** EXERCISE MATERIALS follows **

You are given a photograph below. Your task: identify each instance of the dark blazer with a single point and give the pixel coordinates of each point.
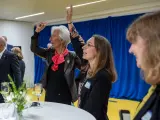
(71, 62)
(152, 104)
(22, 68)
(95, 91)
(9, 64)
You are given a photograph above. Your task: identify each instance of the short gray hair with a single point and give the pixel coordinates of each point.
(3, 41)
(64, 33)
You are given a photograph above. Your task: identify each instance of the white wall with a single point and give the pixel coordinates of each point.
(19, 34)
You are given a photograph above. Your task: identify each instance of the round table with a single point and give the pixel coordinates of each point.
(56, 111)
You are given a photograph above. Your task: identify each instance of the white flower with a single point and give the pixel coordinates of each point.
(28, 99)
(9, 98)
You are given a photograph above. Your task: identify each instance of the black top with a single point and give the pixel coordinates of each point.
(95, 94)
(57, 89)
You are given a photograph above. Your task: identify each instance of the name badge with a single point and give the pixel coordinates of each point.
(147, 116)
(88, 85)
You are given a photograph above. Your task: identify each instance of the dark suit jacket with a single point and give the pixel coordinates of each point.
(71, 62)
(9, 64)
(95, 98)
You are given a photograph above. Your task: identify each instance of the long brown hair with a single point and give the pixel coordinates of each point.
(18, 52)
(104, 57)
(148, 28)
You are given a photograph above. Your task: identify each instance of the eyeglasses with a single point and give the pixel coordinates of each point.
(89, 45)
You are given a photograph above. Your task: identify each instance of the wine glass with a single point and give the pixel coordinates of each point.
(38, 91)
(4, 89)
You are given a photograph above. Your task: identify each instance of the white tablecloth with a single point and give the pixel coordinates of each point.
(56, 111)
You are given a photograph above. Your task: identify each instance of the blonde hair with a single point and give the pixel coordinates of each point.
(64, 33)
(104, 58)
(18, 52)
(148, 28)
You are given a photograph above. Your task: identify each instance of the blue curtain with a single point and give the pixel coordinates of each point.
(129, 84)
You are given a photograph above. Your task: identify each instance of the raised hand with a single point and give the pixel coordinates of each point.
(69, 14)
(40, 26)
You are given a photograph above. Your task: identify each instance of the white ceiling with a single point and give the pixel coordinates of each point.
(55, 9)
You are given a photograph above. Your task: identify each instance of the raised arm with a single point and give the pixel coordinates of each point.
(34, 41)
(76, 40)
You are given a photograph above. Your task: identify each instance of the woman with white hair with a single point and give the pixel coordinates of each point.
(59, 83)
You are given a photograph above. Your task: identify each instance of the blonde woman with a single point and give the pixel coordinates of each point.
(97, 71)
(144, 35)
(18, 52)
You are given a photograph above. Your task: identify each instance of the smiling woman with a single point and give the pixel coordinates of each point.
(97, 71)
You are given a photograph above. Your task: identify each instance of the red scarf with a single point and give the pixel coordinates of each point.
(58, 59)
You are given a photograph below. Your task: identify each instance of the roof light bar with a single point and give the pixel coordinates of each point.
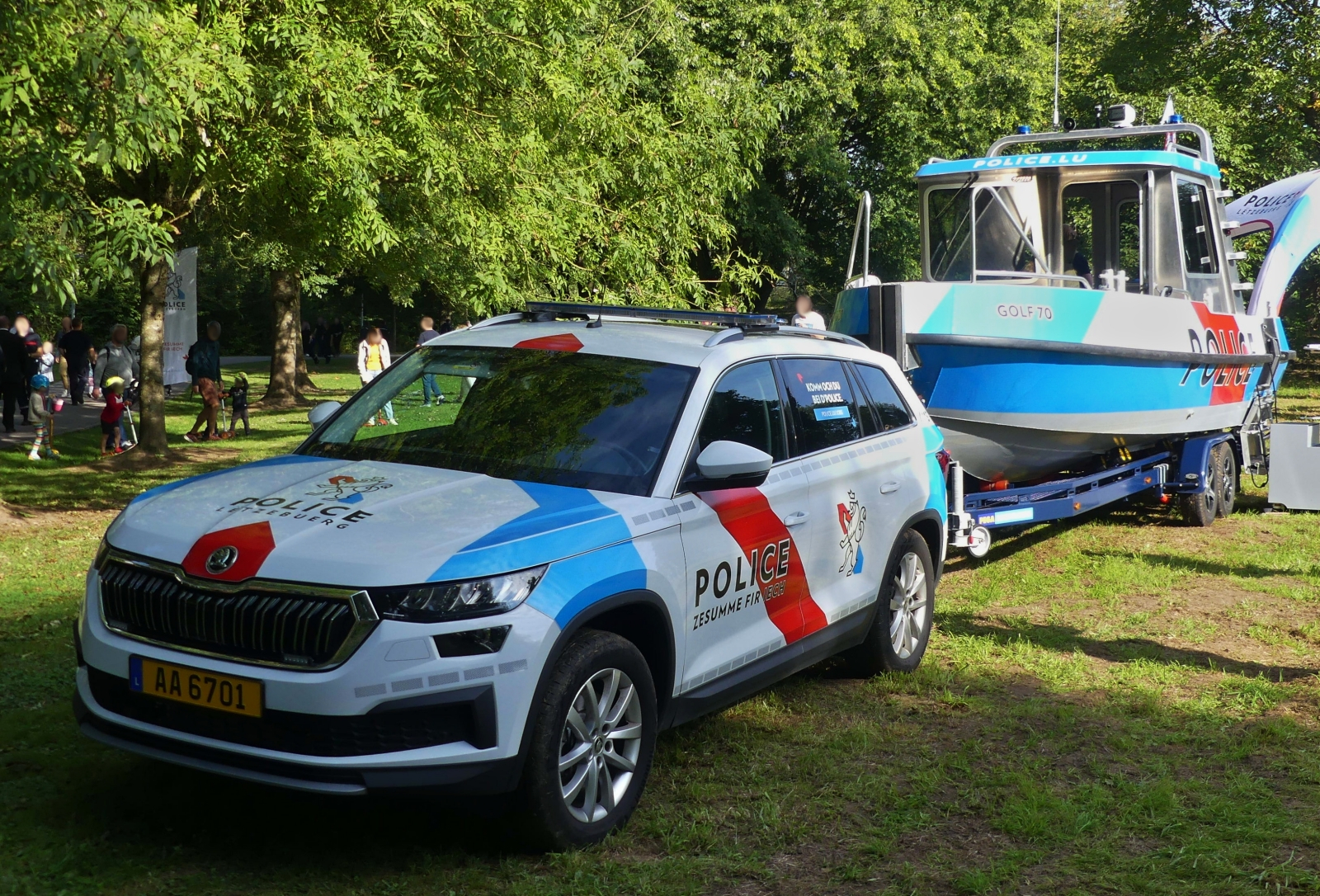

** End of EXERCISE MATERIALS **

▸ WORK REQUEST
Each line from the one containing "of the woman" through the last line of the data should be written out exactly. Skip the pictures, and add no other lines.

▸ TASK RESULT
You are given a photograph above. Your task: identify each instance of the woman with white hair with a single point and give the pixel coordinates of each point.
(59, 83)
You are given a photograph above. Your task: identify each instance of the blonde woman with a single point and give the pixel coordinates of each point.
(97, 71)
(144, 35)
(18, 52)
You are given a photograph above. Your task: identify each instance of the smiling woman with a single point and give the pixel coordinates of each point.
(97, 71)
You are given a photograph above. Your task: identify each instance of the red scarf with a single point and give the pixel coordinates of each point.
(58, 59)
You are given a photograph below. Your task: identify each instance of the roof light bar with a single point and give the pixel coordinates of each point.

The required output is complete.